- **ВЫБРАННЫЙ ОТРЫВОК**:
Довольно беспомощная со стороны композиции, сбивающаяся на компиляцию из
исторических вирш, драма эта по своему содержанию, по своей направленности
является ярким памятником времени, когда гетманщина — диктатура козацкой
старшины в союзе с «непобедимыми монархами российскими» — достигла своего
апогея. Это лебединая песня козацко-старшинской поэзии и самое оригинальное из
созданий ее драматургии.

Как
видим, повествовательным произведениям среди памятников литературы XVII в.
принадлежит весьма скромное место. Они представлены рядом повестей и
повествовательных сборников, гл. обр. переводных. Преобладает культовое
красноречие. XVII—XVIII века значительно пополнили имевшийся в украинской литературе
запас т. наз. «апокрифов»; в 1637 напечатан был старинный, известный, видимо,
еще в Киевской Руси, византийский роман «Житие Варлаама и Иоасафа»
(перелицованная в христианское житие легенда о Будде); умножались рукописи
переводного же старого романа об Александре Македонском (т. наз. «сербской
Александрии»). Рядом с этим, как результат западного влияния, появились
переводы западных рыцарских романов («Повесть о кесаре Оттоне», «Бова
Королевич» и др.); с Запада же пришел и переводился знаменитый в средние века
сборник «Семь мудрецов». Однако главное внимание литераторов-церковников
устремлено в сторону обширной литературы «чудес», начиная от католического
сборника «Великое зерцало» (известного в оригинале и в переводе на польский
язык) и кончая собственными изделиями. Чтобы поднять авторитет Киево-Печерского
монастыря, издан еще раз с дополнениями старый «Киево-Печерский патерик», к которому
добавлено, по поручению Петра Могилы, обширное продолжение («Тератургима або
чуда» Афанасия Кальнофойського, 1638), чтобы доказать, что магическая сила
киево-печерских святынь не иссякает и в новейшее время. Изобилуют сборники
«Чудес богородицы» («Небо новое» Йоанникія Галятовського, 1665, «Руно
орошенное» Дмитрия Ростовского, 1683, и мн. др.), настойчиво проводящие идею
наград и кар — своего рода систему запугивания и устрашения. В эпоху, когда
«реформационные веяния» носились в воздухе, когда благополучию церковных
магнатов и их приспешников все время угрожали  то нападки униатов, то брожения среди
мещанства и селян, — мобилизовывался весь аппарат святынь и вокруг него
подновлялся, творился, популяризировался целый эпос фантастических, устрашающих
и требующих беспрекословного подчинения авторитету сказаний. Самое количество
их косвенно свидетельствует о нарастании противоцерковных течений, хотя в
литературных памятниках эпохи выразиться они, по понятным причинам, еще не
могли.

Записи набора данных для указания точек
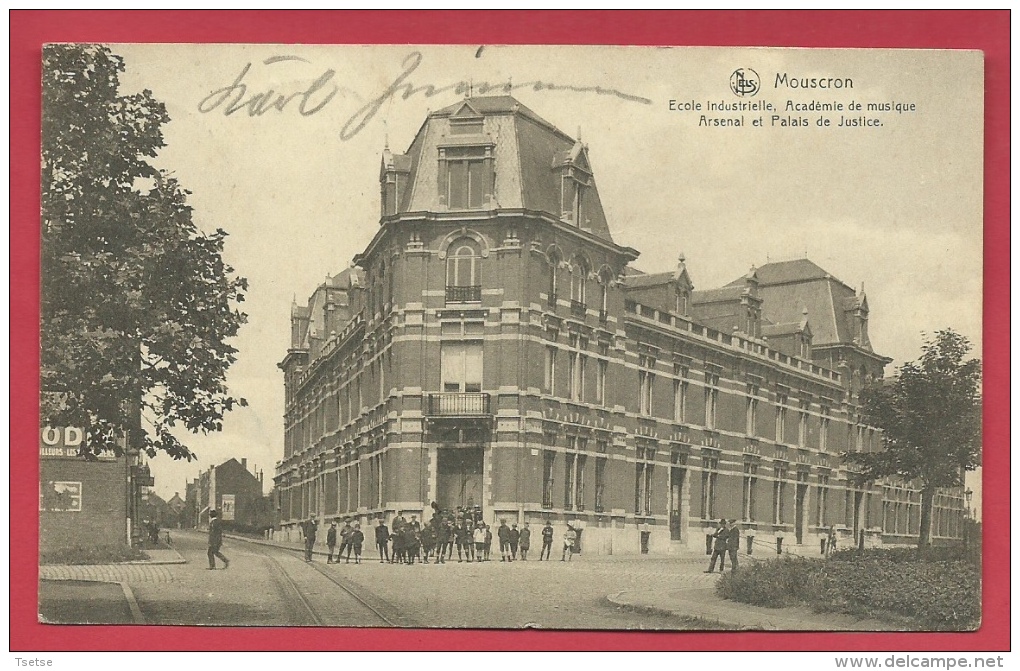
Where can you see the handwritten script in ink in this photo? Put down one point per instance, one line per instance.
(237, 97)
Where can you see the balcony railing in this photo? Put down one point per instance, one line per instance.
(457, 404)
(464, 294)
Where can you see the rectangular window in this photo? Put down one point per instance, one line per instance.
(579, 482)
(711, 400)
(710, 467)
(468, 177)
(600, 381)
(780, 418)
(551, 369)
(548, 481)
(600, 477)
(645, 379)
(568, 481)
(750, 491)
(822, 499)
(802, 425)
(778, 496)
(461, 367)
(680, 396)
(752, 419)
(643, 480)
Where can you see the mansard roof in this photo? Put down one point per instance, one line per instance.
(530, 155)
(789, 288)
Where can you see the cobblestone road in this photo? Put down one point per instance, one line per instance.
(491, 595)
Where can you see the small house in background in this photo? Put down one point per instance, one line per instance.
(236, 492)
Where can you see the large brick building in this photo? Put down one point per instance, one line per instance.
(234, 491)
(494, 347)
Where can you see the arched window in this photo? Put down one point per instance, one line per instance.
(578, 287)
(554, 263)
(605, 279)
(463, 272)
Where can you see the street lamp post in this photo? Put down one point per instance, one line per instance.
(967, 523)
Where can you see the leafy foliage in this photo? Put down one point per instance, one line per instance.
(137, 303)
(930, 416)
(77, 555)
(919, 595)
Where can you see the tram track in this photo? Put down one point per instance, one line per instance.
(383, 613)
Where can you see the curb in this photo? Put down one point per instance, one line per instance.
(136, 612)
(655, 610)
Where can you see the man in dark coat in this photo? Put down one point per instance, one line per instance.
(719, 547)
(732, 544)
(504, 534)
(525, 542)
(310, 528)
(442, 542)
(383, 540)
(330, 542)
(514, 540)
(215, 540)
(547, 540)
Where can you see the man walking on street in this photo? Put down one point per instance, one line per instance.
(568, 540)
(732, 544)
(310, 529)
(330, 542)
(504, 534)
(215, 540)
(514, 542)
(547, 540)
(719, 547)
(383, 540)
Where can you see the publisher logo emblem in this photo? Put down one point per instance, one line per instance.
(745, 83)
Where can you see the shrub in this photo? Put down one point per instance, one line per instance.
(928, 596)
(933, 554)
(773, 584)
(91, 555)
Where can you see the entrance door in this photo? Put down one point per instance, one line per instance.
(802, 493)
(677, 477)
(459, 477)
(858, 500)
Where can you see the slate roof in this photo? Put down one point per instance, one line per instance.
(789, 288)
(528, 152)
(641, 280)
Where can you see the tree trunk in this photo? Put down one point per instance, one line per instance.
(927, 503)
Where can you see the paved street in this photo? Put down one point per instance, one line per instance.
(267, 585)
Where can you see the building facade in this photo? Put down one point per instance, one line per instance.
(494, 347)
(234, 491)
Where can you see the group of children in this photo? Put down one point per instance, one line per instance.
(463, 530)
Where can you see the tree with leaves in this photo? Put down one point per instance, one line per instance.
(138, 305)
(930, 416)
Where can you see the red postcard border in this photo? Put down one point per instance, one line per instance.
(986, 31)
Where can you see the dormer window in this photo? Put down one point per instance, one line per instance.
(466, 125)
(681, 303)
(574, 186)
(575, 181)
(465, 176)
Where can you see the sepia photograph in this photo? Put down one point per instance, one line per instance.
(493, 337)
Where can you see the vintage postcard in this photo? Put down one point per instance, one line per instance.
(511, 337)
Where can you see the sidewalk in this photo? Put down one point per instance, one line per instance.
(703, 603)
(99, 594)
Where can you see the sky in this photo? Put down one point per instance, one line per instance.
(895, 207)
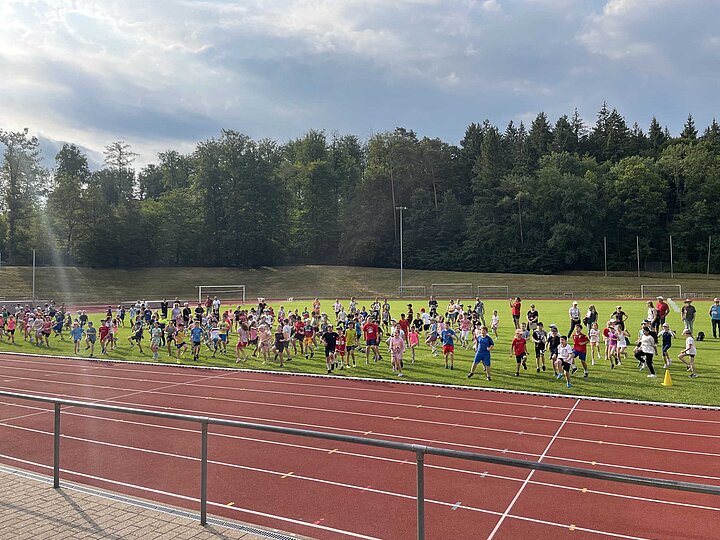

- **ЗАДАНИЯ**:
1. В каком году, согласно отрывку, был напечатан византийский роман «Житие Варлаама и Иоасафа»?
2. Найдите в записях все строки со словом «postcard» и перепишите их.

- **ОТВЕТЫ К ЗАДАНИЯМ**:
1. В 1637 году.

2.
Where can you see the red postcard border in this photo? Put down one point per instance, one line per instance.
Where can you see the vintage postcard in this photo? Put down one point per instance, one line per instance.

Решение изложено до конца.